*Recorded information*:
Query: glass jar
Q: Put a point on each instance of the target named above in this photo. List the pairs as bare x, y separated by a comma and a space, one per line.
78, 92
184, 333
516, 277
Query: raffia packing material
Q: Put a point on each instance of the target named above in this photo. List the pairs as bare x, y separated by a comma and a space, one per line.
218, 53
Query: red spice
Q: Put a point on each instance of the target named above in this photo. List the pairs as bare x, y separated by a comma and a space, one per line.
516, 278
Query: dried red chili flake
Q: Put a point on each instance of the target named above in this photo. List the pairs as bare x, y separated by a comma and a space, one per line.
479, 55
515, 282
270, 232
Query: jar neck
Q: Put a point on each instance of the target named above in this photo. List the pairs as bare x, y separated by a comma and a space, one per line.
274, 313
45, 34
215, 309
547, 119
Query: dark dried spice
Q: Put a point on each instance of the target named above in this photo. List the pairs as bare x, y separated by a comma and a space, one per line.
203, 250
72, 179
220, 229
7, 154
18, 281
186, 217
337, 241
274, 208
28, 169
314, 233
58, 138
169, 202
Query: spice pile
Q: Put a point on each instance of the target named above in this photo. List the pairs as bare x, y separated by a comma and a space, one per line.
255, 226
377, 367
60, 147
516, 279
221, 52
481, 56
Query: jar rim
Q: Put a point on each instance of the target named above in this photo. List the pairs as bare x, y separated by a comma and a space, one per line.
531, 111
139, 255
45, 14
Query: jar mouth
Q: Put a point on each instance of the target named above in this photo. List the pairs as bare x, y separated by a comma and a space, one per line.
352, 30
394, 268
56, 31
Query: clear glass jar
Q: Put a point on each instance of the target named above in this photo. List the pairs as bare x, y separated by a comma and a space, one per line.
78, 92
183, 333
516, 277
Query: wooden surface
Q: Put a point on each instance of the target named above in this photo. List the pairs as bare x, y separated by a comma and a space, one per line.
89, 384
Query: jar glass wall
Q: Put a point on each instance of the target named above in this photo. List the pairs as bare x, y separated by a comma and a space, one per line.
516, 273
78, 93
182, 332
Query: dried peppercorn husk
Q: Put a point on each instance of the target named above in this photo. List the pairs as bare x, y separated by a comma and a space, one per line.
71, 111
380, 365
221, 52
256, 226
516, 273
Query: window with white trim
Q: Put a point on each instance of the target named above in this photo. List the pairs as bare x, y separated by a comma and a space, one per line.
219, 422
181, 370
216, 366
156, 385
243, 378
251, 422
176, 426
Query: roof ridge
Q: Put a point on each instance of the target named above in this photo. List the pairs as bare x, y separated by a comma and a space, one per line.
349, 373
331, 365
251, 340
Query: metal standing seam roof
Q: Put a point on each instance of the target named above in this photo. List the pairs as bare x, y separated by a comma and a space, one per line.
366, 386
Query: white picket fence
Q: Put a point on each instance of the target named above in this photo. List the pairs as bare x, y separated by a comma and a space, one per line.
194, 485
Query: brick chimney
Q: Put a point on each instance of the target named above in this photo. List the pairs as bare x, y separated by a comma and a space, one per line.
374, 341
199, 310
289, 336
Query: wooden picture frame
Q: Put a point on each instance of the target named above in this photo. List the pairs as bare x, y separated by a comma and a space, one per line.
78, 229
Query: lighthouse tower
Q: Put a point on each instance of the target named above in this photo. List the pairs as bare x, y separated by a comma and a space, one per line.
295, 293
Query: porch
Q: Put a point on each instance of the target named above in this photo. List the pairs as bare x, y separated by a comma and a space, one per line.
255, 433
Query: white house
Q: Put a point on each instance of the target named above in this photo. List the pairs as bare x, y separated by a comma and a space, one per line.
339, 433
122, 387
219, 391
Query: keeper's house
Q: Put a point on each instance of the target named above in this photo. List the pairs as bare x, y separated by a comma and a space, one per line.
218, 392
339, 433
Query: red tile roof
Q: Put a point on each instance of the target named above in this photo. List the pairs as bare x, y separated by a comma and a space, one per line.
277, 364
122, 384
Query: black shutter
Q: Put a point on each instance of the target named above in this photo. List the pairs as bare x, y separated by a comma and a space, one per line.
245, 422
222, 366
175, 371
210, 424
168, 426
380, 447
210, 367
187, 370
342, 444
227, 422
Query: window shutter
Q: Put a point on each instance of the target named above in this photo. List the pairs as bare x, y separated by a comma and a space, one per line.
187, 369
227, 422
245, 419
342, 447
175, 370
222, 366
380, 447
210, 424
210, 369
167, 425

*Goal*:
Print only the lines from the one with "Query: wooden picture frame" to the end of the records, both included.

*Solved exercise*:
Query: wooden picture frame
Q: Put a point on each instance of the target named above in this photo. List the pairs as bare x, y separated by a comma and a space, one per line.
78, 229
Query: lighthouse tower
Q: Put a point on each instance of the target named above in this photo. List the pairs as bare x, y separated by a comma and a space, one per line.
295, 293
Query: porch
Q: Put a point on each instance of the target named above in this photo. List the pairs as bare x, y separated by a comma and a space, one per line.
255, 433
Query: white house
Q: Put a point on each instance of the target named above in this photo. List the pairs as bare x, y separated by a comma and a space, one per line.
339, 433
122, 387
219, 391
Query: keeper's house
Q: Put a point on each instance of the target named above in this photo. List the pairs as bare x, y separated by a comma and a space, one per line.
218, 392
339, 433
Query: red tile roof
Q: Put a point on each instance of the target named above in this photo. List the pairs as bare x, y separated by a comma and a space, one per line.
277, 364
122, 384
Query: black shutter
Q: Put a point on each instance of the target named above in this photo. List the pairs as bare x, y separated by a comma and a space, one per line.
245, 422
222, 366
175, 371
210, 424
168, 426
380, 447
210, 367
187, 370
342, 444
227, 422
Query: window shutter
Q: Put a point on each instance of the target named above in this photo. List the pairs as bare x, y separated by a comma and a space, one per line.
187, 369
227, 422
245, 419
342, 447
175, 370
222, 366
380, 447
210, 424
210, 369
167, 425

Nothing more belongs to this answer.